# EXTRAIT
Pourtant, rien ne l’y prédisposait car issu d’une famille où régnaient des valeurs plutôt de droite ; en 2007, il avoue même qu’il a voté pour Sarkozy. Un an plus tard, à la faveur de la crise des subprimes, il effectue sa transition idéologique, s’intéresse à l’économie, au social, à la politique, lit des philosophes et des essayistes de gauche. « Je me suis rendu compte des méfaits du capitalisme sur la planète et sur les gens », annonce-t-il. Dès le début, il participe aux manifestations des Gilets jaunes « car ce fut un vrai mouvement de soulèvement populaire par des gens qui ont fait leur part du contrat social et qui, malgré cela, ne parvenaient pas à s’en sortir ». En novembre 2018, il se rend, en compagnie de sa petite sœur, à une manifestation des Gilets jaunes à Paris. « Dans le train, je retrouve des gens festifs, qui chantent ; certains sont mes patients », dit-il. L’exercice quotidien de sa profession de médecin renforce son engagement. « Il devrait y avoir une éthique des soins, mais l’État de nous en donne pas les moyens », proteste-t-il. « Les praticiens donnent des traitements symptomatiques qui soulagent mais ne guérissent pas, au lieu de prescrire des traitements étiologiques qui traitent directement la cause. Quotidiennement, je suis en face de patients qui portent des charges lourdes ou qui consomment trop d’antidépresseurs. Dans mon cabinet, j’avais l’impression d’écoper la merde à la petite cuillère. J’ai donc eu envie d’agir sur les causes : moins de souffrance au travail, moins de cachets... Je vois tous les jours des gens qui sont cassés à 55 ans ; ils souffrent de hernies discales, de problèmes ostéo-articulaires ; ils sont parfois en invalidité. Les faire bosser jusqu’à 64 ans, c’est inhumain ! Emmanuel Macron n’écoute personne, sauf une partie des oligarques qui dirigent le pays. Le meilleur moyen de lutter, c’est de bloquer l’économie afin de bloquer les profits du capital. Moi, quand, je fais grève, je ne bloque pas l’économie. Ceux qui la bloquent ce sont les cheminots, les ouvriers, les dockers, les raffineurs, ceux qui bossent dans la logistique... » Fort de ce constat, il a décidé de reverser ses honoraires de médecin à la caisse de soutien aux grévistes. Une façon de lutter, à son échelle, contre les dégâts du capitalisme et de l’ultralibéralisme.

# DONNÉES FOURNIES

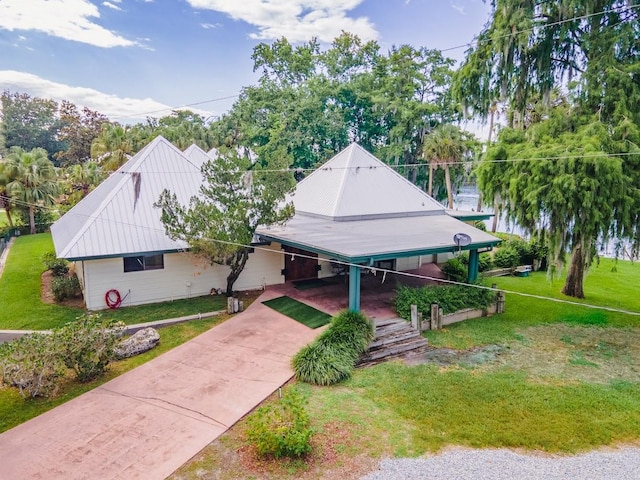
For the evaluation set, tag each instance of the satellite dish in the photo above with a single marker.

==

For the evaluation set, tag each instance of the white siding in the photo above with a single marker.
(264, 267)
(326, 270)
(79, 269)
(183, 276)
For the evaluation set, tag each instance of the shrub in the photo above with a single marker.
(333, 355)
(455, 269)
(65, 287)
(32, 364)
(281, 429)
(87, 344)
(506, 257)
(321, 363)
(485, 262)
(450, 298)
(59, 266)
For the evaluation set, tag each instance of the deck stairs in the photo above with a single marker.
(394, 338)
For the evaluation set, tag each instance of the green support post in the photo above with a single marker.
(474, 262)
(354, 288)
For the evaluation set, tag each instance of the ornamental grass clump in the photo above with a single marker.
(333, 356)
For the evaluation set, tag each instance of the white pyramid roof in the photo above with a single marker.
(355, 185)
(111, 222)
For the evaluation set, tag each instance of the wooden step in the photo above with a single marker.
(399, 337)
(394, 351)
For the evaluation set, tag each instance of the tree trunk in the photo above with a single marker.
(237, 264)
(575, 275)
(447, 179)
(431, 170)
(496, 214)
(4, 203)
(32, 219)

# CONSIGNES
A – Dans l'extrait sur le médecin, à quoi a-t-il décidé de reverser ses honoraires ?
B – Prolongez l'extrait sur le médecin au-delà de sa dernière phrase.
Les entrées ne sont d'aucune utilité pour répondre.

# RÉPONSES
A – À la caisse de soutien aux grévistes.

B –
Toute une histoire :

16 juillet 1984 : Naissance de Julien Burnay à Amiens. 2000 : Il obtient son bac S à l’âge de 16 ans. 2007 : Il vote pour Nicolas Sarkozy. 2008 : Il réalise sa transition idéologique et passe à gauche. 2014 : Il termine son internat de médecine et fait des remplacements notamment au cabinet du Levant, à Abbeville. 2017 : Il soutient le député François Ruffin et LFI. 2018 : Il manifeste aux côtés des Gilets jaunes. 2019 : Il s’installe dans le cabinet du Levant, à Abbeville. 2023 : Il reverse ses honoraires à la caisse de grève.